■ **WHAT THE TASK REQUIRES**:
Copy out only the span from the line with "Exercise. Mark the motorcyclist" to the end of the data, both ends kept, word for word.

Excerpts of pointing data

• • •

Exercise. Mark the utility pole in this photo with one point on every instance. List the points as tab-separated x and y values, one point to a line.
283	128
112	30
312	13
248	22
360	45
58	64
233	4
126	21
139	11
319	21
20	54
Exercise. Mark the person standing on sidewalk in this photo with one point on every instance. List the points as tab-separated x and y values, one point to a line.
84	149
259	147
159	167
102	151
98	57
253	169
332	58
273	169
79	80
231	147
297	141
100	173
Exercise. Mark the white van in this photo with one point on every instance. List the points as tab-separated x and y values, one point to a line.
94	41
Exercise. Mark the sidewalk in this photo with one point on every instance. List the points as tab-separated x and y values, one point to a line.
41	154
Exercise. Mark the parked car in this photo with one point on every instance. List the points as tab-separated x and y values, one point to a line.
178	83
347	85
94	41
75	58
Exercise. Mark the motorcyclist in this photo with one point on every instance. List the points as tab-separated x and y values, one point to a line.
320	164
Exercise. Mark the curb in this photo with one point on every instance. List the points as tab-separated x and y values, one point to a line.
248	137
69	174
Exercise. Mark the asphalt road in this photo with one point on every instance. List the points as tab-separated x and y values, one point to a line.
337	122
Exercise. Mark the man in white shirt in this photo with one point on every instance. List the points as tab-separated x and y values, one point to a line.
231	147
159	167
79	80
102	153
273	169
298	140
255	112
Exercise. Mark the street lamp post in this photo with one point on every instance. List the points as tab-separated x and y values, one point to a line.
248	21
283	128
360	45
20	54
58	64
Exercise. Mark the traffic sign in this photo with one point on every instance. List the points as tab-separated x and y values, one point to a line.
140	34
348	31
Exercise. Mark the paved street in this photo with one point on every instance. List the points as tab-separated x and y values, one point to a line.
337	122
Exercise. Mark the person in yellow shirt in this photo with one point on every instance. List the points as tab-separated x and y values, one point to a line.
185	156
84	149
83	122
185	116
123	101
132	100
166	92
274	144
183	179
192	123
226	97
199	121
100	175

• • •

■ **WRITTEN ANSWER**:
Exercise. Mark the motorcyclist in this photo with one point on every instance. List the points as tab-separated x and y values, one point to a line.
320	164
Exercise. Mark the curb in this photo with one point on every instance. List the points as tab-separated x and y values, one point to a line.
248	137
69	174
Exercise. Mark the asphalt road in this photo with one point on every instance. List the points as tab-separated x and y values, one point to a line.
337	122
Exercise. Mark the man in white shirt in this photo with one point on every instance. List the points as tab-separated x and y values, one point to a line.
231	147
159	167
79	80
102	153
273	169
298	140
255	112
Exercise. Mark the street lamp post in this photo with one point on every instance. List the points as tab-separated x and y values, one point to a line.
248	21
283	128
360	45
20	54
58	64
Exercise. Mark the traffic sign in this photo with one point on every instance. List the points as tab-separated x and y values, one point to a line.
140	34
348	31
Exercise. Mark the paved street in this photo with one point on every instance. List the points as tab-separated x and y values, one point to a line.
337	122
Exercise. Mark the person in yellow shirt in this photo with one point on every instance. List the points as tab-separated x and y values, one point to a line.
185	156
84	149
83	122
185	116
123	101
132	100
166	92
274	144
183	179
192	123
226	97
199	121
100	175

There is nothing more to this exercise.